# Série d'exercices
a) Dites si chacune des affirmations suivantes concorde avec le texte sur le terrorisme au Sahel, en répondant par oui ou par non et en citant les mots décisifs du texte. (i) Louis Saillans est lieutenant de vaisseau. (ii) Le livre de Louis Saillans s'intitule « Opération Barkhane ». (iii) L'Élysée soutient l'ouverture du dialogue.
b) Répondez aux questions suivantes à l'aide du texte sur le terrorisme au Sahel.
(i) Sur quelle chaîne figure « Opération Barkhane, ce que l'on sent, c'est le vent de la mort » ?
(ii) D'après le camarade sur le front, combien en sortent lorsqu'on en élimine un ?
(iii) Quelles deux personnes sont nommées comme interlocuteurs possibles du dialogue ?
c) Rédigez la suite du texte sur le terrorisme au Sahel, à partir de sa dernière phrase.

# Texte fourni
On ne vaincra pas le terrorisme au Sahel par les armes, mais par le dialogue avec ceux qui sont relativement fréquentables. C’est ce que démontre en tout cas le Lieutenant de vaisseau, Louis Saillans auteur du livre «Chef de Guerre». Dans «Opération Barkhane, ce que l’on sent, c’est le vent de la mort» (France 2), il pose de nombreuses questions pertinentes. «Pourquoi on ne gagne pas ? Moi, c’est la question qui m’habite. On maîtrise le Sahel et on fait cela dans les conditions qui sont justes. Maintenant pourquoi ils (jihadiste/terroristes) continuent à croître ? Qu’est-ce qui fait qu’on ne parvient pas à les arrêter ?».
Et de répondre, en rejoignant Aminata Dramane Traoré, «un camarde sur le front me disait l’autre jour : on en élimine un et ce sont dix qui sortent. C’est dire qu’à un moment, il faut arrêter de croire que c’est par les armes qu’on va les avoir. Il faut engager des idées et leur proposer quelque chose qui les fasse rêver» ! L’une de ses idées peut être l’ouverture du dialogue avec Iyad Ag Ghali, Amadou Koufa et tous ceux qui peuvent être ramenés dans le giron de la République. Et cela malgré l’opposition de l’Elysée.

# Enregistrements extraits
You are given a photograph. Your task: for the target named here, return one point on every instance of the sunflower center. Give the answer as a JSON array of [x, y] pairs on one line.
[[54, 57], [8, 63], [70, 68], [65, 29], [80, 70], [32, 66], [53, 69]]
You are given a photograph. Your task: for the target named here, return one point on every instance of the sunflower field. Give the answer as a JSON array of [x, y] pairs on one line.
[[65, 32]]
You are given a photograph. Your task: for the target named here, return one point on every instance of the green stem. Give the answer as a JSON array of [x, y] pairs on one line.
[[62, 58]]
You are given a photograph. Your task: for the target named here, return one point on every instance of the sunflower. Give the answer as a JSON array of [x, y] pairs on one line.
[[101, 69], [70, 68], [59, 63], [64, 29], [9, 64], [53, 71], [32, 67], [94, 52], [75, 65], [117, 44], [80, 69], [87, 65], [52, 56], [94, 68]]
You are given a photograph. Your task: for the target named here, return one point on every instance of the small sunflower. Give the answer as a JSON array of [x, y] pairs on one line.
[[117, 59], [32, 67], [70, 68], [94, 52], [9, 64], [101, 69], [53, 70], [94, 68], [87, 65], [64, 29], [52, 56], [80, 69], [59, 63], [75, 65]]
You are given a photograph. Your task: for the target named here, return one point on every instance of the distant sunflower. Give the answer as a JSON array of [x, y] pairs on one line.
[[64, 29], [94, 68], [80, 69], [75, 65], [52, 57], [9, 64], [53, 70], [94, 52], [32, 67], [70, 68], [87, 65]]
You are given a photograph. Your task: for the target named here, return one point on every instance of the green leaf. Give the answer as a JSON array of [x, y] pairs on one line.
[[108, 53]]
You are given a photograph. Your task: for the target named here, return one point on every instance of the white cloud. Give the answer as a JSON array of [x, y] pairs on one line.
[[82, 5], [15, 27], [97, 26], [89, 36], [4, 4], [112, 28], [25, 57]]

# Corrigé des exercices
a)
(i) Oui : “le Lieutenant de vaisseau, Louis Saillans”
(ii) Non : “auteur du livre «Chef de Guerre»”
(iii) Non : “malgré l’opposition de l’Elysée”

b)
(i) France 2.
(ii) Dix.
(iii) Iyad Ag Ghali et Amadou Koufa.

c)
Il est au moins clair que la France sait que laisser les pays du Sahel dialoguer avec ceux-ci, c’est se préparer à faire rapidement ses valises avec le retour de la stabilité dans la région. Et cela n’est pas pour le moment dans son intérêt. Ce choix, les décideurs ne vont peut-être jamais le faire à cause de la pression (politique, diplomatique et économique) de la France. Alors il revient aux communautés voire au peuple de les y contraindre. Inspirons nous par exemple du Burkina Faso (un autre pays déstabilisé par le terrorisme) où «le dialogue avec les jihadistes n’est plus tabou».
En effet, certaines communes du nord de ce pays sahélien ont engagé des discussions avec les islamistes pour ramener la paix et enrayer la crise humanitaire. Et cela avec le soutien discret des autorités centrales qui assument de plus en plus l’option des négociations. N’oublions surtout jamais que, comme l’a une fois si bien analysé Aminata Dramane Traoré, «le jihadisme est la conséquence des politiques imposées de l’extérieur». Autrement, ce qu’a toujours voulu la France pour le Mali et l’Afrique n’a jamais été une bonne chose pour les pays et les peuples !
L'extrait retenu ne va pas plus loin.